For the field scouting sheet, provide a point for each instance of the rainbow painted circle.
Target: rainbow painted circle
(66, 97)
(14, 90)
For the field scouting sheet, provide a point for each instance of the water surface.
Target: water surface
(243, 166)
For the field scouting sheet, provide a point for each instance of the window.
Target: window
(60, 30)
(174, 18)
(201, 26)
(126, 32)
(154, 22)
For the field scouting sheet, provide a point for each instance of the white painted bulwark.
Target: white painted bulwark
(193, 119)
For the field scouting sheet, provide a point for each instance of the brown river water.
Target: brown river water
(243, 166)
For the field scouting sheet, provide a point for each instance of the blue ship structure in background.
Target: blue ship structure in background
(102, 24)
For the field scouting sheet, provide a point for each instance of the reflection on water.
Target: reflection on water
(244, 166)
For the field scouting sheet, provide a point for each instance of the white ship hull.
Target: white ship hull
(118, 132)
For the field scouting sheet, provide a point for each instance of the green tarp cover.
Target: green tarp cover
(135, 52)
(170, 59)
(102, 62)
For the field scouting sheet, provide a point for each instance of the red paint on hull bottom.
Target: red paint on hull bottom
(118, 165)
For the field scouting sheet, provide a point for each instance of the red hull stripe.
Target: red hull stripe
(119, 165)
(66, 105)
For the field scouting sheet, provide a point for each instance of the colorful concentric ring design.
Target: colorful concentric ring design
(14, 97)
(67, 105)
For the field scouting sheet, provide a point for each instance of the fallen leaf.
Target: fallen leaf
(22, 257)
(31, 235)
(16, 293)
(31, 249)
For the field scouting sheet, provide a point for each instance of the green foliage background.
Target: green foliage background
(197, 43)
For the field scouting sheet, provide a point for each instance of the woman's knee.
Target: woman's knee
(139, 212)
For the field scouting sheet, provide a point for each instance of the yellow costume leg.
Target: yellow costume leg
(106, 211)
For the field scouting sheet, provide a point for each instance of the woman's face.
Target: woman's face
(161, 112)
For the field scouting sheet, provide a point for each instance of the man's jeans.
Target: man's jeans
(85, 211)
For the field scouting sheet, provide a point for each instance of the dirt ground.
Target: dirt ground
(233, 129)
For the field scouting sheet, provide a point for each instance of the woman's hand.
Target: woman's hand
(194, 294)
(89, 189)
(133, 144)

===============

### [Short exercise]
Rewrite all of the entries above, substituting "site survey log" for every occurrence of "field scouting sheet" and leaving everything else unchanged.

### [The solution]
For the site survey log, provide a point for each instance of the rainbow painted circle.
Target: rainbow painted circle
(66, 97)
(14, 90)
For the site survey log, provide a point for each instance of the water surface.
Target: water surface
(243, 166)
For the site survey log, provide a point for each instance of the window.
Target: window
(60, 30)
(174, 18)
(201, 26)
(126, 32)
(154, 22)
For the site survey log, provide a point for each instance of the white painted bulwark.
Target: white painted bulwark
(193, 119)
For the site survey log, provide a point for each instance of the brown river water.
Target: brown river water
(243, 166)
For the site survey log, provide a point for each instance of the blue ship structure in background.
Target: blue ship structure in background
(102, 24)
For the site survey log, provide a point for each instance of the reflection on water.
Target: reflection on water
(244, 166)
For the site survey log, provide a point for each instance of the white ship hull.
Target: white ship hull
(118, 132)
For the site survey log, provide a point for each instance of the green tarp cover.
Target: green tarp cover
(135, 52)
(170, 59)
(102, 62)
For the site survey log, provide a point for each instance of the red paint on hull bottom.
Target: red paint on hull bottom
(118, 165)
For the site survey log, provide a point for each instance of the red hull stripe.
Target: red hull stripe
(119, 165)
(66, 105)
For the site survey log, provide a point for each instance of the colorful concentric ring design.
Target: colorful concentric ring design
(14, 97)
(67, 105)
For the site survey log, provide a point for each instance of the fallen leaf.
Target: fallen leaf
(22, 257)
(31, 235)
(16, 293)
(31, 249)
For the site survey log, provide a point for each instance of the green foliage background.
Target: green foliage background
(197, 43)
For the site survey log, provide a point for each instance of the woman's knee.
Target: woman's knee
(139, 212)
For the site survey log, provide a point for each instance of the yellow costume leg.
Target: yellow costume leg
(106, 211)
For the site survey log, provide a point for each instance of the woman's face.
Target: woman's face
(161, 112)
For the site survey log, provide a point for each instance of the man's jeans.
Target: man's jeans
(85, 211)
For the site survey log, provide a point for each instance of the dirt ground.
Target: dirt ground
(233, 129)
For the site survey log, provide a point for each instance of the woman's hand.
Target: woman's hand
(194, 294)
(89, 189)
(133, 144)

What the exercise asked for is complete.